SUPPLIED MATERIAL START
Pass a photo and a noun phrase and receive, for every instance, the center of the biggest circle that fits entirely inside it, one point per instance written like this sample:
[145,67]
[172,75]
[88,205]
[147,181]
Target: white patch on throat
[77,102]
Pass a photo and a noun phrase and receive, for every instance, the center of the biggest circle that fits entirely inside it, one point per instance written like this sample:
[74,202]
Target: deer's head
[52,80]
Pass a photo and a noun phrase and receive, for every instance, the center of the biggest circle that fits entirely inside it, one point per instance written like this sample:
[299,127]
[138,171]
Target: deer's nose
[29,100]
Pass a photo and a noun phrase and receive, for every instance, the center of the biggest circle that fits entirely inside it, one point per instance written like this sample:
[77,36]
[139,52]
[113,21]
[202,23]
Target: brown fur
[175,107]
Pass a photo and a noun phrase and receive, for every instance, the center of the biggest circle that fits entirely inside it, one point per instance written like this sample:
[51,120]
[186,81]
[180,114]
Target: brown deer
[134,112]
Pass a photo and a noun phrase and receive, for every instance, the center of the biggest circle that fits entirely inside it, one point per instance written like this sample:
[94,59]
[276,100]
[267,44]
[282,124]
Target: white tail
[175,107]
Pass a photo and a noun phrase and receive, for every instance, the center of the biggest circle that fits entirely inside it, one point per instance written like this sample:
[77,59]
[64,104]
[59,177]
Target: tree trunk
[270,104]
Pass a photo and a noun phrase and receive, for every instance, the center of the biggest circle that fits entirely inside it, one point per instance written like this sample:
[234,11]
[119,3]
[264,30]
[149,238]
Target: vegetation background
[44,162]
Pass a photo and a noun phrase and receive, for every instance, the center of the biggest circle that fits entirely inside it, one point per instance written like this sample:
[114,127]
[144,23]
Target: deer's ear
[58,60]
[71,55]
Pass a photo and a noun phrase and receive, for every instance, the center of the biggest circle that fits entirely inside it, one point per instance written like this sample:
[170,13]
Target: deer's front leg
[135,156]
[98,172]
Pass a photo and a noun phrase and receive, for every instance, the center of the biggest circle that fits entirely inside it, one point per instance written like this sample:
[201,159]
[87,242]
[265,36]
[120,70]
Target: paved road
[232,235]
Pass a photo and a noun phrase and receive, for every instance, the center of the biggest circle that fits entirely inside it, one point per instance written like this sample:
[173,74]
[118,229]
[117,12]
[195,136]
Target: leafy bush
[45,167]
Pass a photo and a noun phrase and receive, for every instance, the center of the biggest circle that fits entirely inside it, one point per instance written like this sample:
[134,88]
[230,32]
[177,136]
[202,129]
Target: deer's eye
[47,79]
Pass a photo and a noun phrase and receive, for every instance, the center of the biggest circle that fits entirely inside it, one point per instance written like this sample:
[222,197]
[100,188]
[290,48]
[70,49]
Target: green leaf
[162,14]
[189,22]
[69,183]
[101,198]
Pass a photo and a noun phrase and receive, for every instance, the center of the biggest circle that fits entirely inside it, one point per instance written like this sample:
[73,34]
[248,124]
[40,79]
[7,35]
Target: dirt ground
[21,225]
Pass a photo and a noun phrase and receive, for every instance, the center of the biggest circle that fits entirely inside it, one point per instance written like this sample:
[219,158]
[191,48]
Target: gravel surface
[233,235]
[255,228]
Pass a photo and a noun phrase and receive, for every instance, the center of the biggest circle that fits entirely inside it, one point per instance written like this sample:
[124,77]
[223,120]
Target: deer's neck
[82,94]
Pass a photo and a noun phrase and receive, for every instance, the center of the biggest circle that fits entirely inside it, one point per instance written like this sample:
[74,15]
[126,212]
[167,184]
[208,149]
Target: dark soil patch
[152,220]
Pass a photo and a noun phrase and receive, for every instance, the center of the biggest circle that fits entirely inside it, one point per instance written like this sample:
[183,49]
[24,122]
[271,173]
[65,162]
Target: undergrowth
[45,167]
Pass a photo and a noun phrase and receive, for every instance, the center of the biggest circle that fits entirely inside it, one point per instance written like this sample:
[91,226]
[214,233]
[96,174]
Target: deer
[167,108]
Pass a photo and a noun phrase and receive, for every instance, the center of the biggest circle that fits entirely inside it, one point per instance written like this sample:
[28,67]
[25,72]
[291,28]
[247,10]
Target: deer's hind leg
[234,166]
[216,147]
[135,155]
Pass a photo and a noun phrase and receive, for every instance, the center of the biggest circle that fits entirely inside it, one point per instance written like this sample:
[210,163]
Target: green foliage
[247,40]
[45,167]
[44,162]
SUPPLIED MATERIAL END
**PROBLEM**
The full set of entries must be printed again without any alteration.

**RESPONSE**
Pass a photo and a noun phrase and receive, for every instance, the center of the biggest circle that fits entirely inside it, one point per instance written like this sample:
[145,67]
[172,75]
[88,205]
[147,181]
Target: white patch on throat
[77,102]
Pass a photo and a noun phrase and receive, for every instance, the center of the biggest circle that fits entirely inside it, one point per instance written like this sample:
[74,202]
Target: deer's head
[52,80]
Pass a photo and a noun phrase and receive, for every instance, the center of the biggest circle that fits entirely inside it, one point per instance written like this sample:
[299,127]
[138,171]
Target: deer's nose
[29,100]
Pass a photo and a noun phrase and receive, for every instance, the center of the biggest circle that fits entirely inside it, one point per instance written like this sample:
[77,36]
[139,52]
[113,21]
[202,23]
Target: brown fur
[175,107]
Pass a photo and a noun phrase and receive, for every instance, the center of the biggest circle that fits entirely inside it, one point per instance written like this sample:
[51,120]
[186,81]
[180,114]
Target: brown deer
[134,112]
Pass a photo and a noun phrase and receive, for every instance, the center of the biggest circle that fits entirely inside it, one point per instance written like this sample:
[94,59]
[276,100]
[267,44]
[282,124]
Target: white tail
[175,107]
Pass a photo and a noun phrase and receive, for every instance, the center of the biggest circle that fits entirely inside it, one point per instance written like this sample:
[77,59]
[64,104]
[59,177]
Target: tree trunk
[270,104]
Pass a photo and a noun phrase and receive, for every instance, the center of the biggest circle that fits entirely inside it, one point per instance written like this sample:
[234,11]
[119,3]
[264,30]
[149,238]
Target: vegetation background
[44,162]
Pass a photo and a noun phrase and receive, for every instance, the center of the biggest circle that fits entirely inside it, one point per instance written like this sample:
[114,127]
[144,23]
Target: deer's ear
[58,60]
[71,55]
Pass a photo and a noun phrase and receive, for every instance, the center of the biggest circle that fits entirely inside it, one point per instance written like this sample:
[170,13]
Target: deer's front leg
[135,156]
[98,172]
Pass a photo and a noun phrase and receive, for every instance, the center of the biggest circle that fits entirely inside it, one point per instance written like this sample:
[201,159]
[87,242]
[265,36]
[120,70]
Target: paved road
[232,235]
Pass a photo and a noun phrase and receive, for every instance, the center of the biggest circle that fits entirely inside it, one point per instance written like this sample:
[173,74]
[118,229]
[117,12]
[195,136]
Target: leafy bush
[45,167]
Pass a photo and a noun phrase and receive, for every instance, the center of the biggest circle that fits entirely inside it, one point per instance written like this sample:
[134,88]
[230,32]
[177,136]
[202,129]
Target: deer's eye
[47,79]
Pass a photo and a noun phrase and receive, for every instance, the center of the biggest circle that fits entirely inside it, one point per instance written like this sample:
[222,197]
[100,188]
[290,48]
[70,49]
Target: green leaf
[162,14]
[189,22]
[69,183]
[101,198]
Pass a photo and a noun phrase and receive, for every instance, the center of the biggest circle that fits entirely inside it, one point per instance written like this sample:
[73,34]
[248,124]
[40,79]
[7,35]
Target: dirt ground
[21,225]
Pass a photo and a noun phrase and receive, for every instance, the center of the biggest circle that fits entirely inside it, one point per instance written like this sample:
[219,158]
[191,48]
Target: gravel surface
[233,235]
[255,228]
Pass a photo and a noun phrase and receive, for every instance, the center of the biggest circle that fits entirely inside it, one point per instance written like this sample:
[124,77]
[223,120]
Target: deer's neck
[82,94]
Pass a photo and a noun phrase and receive, for every instance, the center of the biggest circle that fits entirely inside it, one point per instance written like this sample:
[74,15]
[126,212]
[167,184]
[208,149]
Target: dark soil patch
[152,220]
Pass a photo and a noun phrase and receive, for every instance, the center of the biggest circle that fits entirely inside it, one point per instance written like this sample:
[183,49]
[24,122]
[271,173]
[65,162]
Target: undergrowth
[45,167]
Pass a photo and a noun phrase and receive, for every instance, the center of the biggest circle that fits entirely inside it, one point per instance written like this sample:
[91,226]
[214,233]
[96,174]
Target: deer
[167,108]
Pass a photo and a noun phrase and receive, for every instance, the center of the biggest circle that fits entirely inside it, one point per instance written like this sample:
[28,67]
[25,72]
[291,28]
[247,10]
Target: deer's hind leg
[234,166]
[216,147]
[135,155]
Pass a photo and a noun phrase and receive, for every instance, the center of the biggest circle that fits entirely inside it, one point per instance written like this sample:
[210,163]
Target: green foliage
[247,40]
[45,167]
[44,162]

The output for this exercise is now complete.